____ Extracted records

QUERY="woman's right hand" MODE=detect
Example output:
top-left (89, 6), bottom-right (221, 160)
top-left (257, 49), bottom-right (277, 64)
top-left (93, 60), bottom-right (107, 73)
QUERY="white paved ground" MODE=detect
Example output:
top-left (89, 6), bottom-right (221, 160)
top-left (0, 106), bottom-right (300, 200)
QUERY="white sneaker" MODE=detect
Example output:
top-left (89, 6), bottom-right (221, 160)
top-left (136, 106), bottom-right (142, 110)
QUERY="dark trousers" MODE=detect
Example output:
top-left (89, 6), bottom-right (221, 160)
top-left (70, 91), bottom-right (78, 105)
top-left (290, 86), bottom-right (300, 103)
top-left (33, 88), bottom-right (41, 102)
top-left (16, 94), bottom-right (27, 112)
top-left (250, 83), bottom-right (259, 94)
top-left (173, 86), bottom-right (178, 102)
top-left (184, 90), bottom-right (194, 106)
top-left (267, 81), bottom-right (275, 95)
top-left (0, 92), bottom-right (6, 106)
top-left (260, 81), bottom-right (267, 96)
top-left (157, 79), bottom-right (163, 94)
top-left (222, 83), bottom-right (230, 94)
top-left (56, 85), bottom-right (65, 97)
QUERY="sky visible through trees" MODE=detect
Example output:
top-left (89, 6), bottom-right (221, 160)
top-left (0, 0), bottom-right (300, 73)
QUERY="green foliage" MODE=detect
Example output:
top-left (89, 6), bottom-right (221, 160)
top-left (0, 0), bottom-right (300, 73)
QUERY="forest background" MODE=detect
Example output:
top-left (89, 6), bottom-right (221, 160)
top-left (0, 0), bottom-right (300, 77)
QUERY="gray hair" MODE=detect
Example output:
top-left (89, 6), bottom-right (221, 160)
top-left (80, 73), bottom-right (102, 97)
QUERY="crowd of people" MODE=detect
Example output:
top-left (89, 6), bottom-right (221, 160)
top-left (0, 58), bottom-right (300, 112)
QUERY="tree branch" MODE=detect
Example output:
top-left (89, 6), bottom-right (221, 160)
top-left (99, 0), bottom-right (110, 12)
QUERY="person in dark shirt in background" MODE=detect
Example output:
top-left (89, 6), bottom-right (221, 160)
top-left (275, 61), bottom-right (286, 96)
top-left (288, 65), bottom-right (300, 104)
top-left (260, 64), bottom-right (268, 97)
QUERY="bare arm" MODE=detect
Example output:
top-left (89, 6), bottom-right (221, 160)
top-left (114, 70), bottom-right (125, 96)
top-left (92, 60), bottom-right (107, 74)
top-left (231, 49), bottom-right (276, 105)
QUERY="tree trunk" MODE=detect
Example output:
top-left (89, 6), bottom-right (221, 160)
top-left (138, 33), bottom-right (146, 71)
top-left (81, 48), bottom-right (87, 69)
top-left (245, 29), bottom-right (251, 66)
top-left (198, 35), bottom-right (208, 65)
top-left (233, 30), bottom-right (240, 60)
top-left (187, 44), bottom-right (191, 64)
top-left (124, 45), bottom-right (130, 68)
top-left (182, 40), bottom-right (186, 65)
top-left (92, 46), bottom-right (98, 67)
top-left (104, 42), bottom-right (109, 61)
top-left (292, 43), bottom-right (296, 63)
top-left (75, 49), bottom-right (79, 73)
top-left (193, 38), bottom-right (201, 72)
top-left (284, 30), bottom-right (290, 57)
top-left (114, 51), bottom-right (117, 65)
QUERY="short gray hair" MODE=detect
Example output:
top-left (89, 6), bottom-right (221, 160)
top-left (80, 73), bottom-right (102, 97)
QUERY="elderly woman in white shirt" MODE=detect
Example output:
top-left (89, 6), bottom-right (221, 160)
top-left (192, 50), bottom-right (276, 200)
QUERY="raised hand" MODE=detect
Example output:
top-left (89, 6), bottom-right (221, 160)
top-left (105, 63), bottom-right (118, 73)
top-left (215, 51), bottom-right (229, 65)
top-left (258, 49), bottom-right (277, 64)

________

▸ **Set task**
Recast the rows above as a numbered list, omitting any blank lines.

▸ **Full response**
1. QUERY="woman's right hand" MODE=detect
2. Example output:
3. top-left (89, 6), bottom-right (221, 160)
4. top-left (257, 49), bottom-right (277, 64)
5. top-left (93, 60), bottom-right (107, 73)
6. QUERY="white paved ground" MODE=detect
7. Example output:
8. top-left (89, 6), bottom-right (221, 160)
9. top-left (0, 106), bottom-right (300, 200)
10. QUERY="white sneaker" MODE=detect
11. Example output:
12. top-left (89, 6), bottom-right (221, 160)
13. top-left (136, 106), bottom-right (142, 110)
14. QUERY="dark trousers" MODE=detect
15. Example output:
16. top-left (89, 6), bottom-right (221, 160)
17. top-left (70, 91), bottom-right (78, 105)
18. top-left (290, 86), bottom-right (300, 103)
19. top-left (33, 88), bottom-right (41, 102)
20. top-left (16, 94), bottom-right (27, 112)
21. top-left (250, 83), bottom-right (259, 94)
22. top-left (173, 86), bottom-right (178, 102)
23. top-left (184, 90), bottom-right (194, 106)
24. top-left (267, 81), bottom-right (275, 95)
25. top-left (0, 92), bottom-right (6, 106)
26. top-left (260, 81), bottom-right (267, 96)
27. top-left (157, 79), bottom-right (163, 94)
28. top-left (222, 83), bottom-right (230, 94)
29. top-left (56, 85), bottom-right (65, 97)
30. QUERY="sky visible through trees" MODE=detect
31. Example output:
32. top-left (89, 6), bottom-right (221, 160)
33. top-left (0, 0), bottom-right (300, 73)
34. QUERY="green foliage" MODE=detect
35. Example output:
36. top-left (89, 6), bottom-right (221, 160)
37. top-left (0, 0), bottom-right (300, 73)
38. QUERY="forest background" MODE=detect
39. Example output:
40. top-left (89, 6), bottom-right (221, 160)
41. top-left (0, 0), bottom-right (300, 77)
42. QUERY="gray hair" MODE=detect
43. Example output:
44. top-left (89, 6), bottom-right (221, 160)
45. top-left (80, 73), bottom-right (102, 97)
46. QUERY="crowd of people" MODE=detect
47. Example output:
48. top-left (89, 6), bottom-right (221, 160)
49. top-left (0, 58), bottom-right (300, 112)
50. QUERY="tree branch" MODE=detect
51. Example output:
52. top-left (89, 6), bottom-right (221, 160)
53. top-left (99, 0), bottom-right (110, 12)
54. QUERY="person in dark shirt in background" MODE=detect
55. Example output:
56. top-left (89, 6), bottom-right (221, 160)
57. top-left (275, 61), bottom-right (286, 96)
58. top-left (288, 65), bottom-right (300, 104)
59. top-left (260, 64), bottom-right (268, 97)
60. QUERY="bare arm" MODE=detect
61. Example output:
62. top-left (89, 6), bottom-right (221, 160)
63. top-left (114, 70), bottom-right (125, 96)
64. top-left (92, 60), bottom-right (107, 74)
65. top-left (231, 49), bottom-right (276, 105)
66. QUERY="tree trunk" MODE=detect
67. Example output:
68. top-left (89, 6), bottom-right (221, 160)
69. top-left (138, 33), bottom-right (146, 71)
70. top-left (81, 48), bottom-right (87, 69)
71. top-left (245, 29), bottom-right (251, 66)
72. top-left (198, 35), bottom-right (208, 65)
73. top-left (233, 30), bottom-right (240, 60)
74. top-left (187, 44), bottom-right (191, 64)
75. top-left (124, 45), bottom-right (130, 68)
76. top-left (182, 40), bottom-right (186, 65)
77. top-left (92, 46), bottom-right (98, 67)
78. top-left (104, 42), bottom-right (109, 61)
79. top-left (292, 43), bottom-right (296, 63)
80. top-left (75, 49), bottom-right (79, 73)
81. top-left (193, 38), bottom-right (201, 72)
82. top-left (284, 30), bottom-right (290, 57)
83. top-left (114, 51), bottom-right (117, 65)
84. QUERY="short gray hair" MODE=detect
85. Example output:
86. top-left (89, 6), bottom-right (221, 160)
87. top-left (80, 73), bottom-right (102, 97)
88. QUERY="elderly woman in white shirt" MODE=detect
89. Example output:
90. top-left (89, 6), bottom-right (221, 160)
91. top-left (192, 50), bottom-right (276, 200)
92. QUERY="raised hand" MODE=detect
93. Example output:
94. top-left (89, 6), bottom-right (221, 160)
95. top-left (105, 63), bottom-right (118, 73)
96. top-left (215, 51), bottom-right (229, 65)
97. top-left (258, 49), bottom-right (277, 64)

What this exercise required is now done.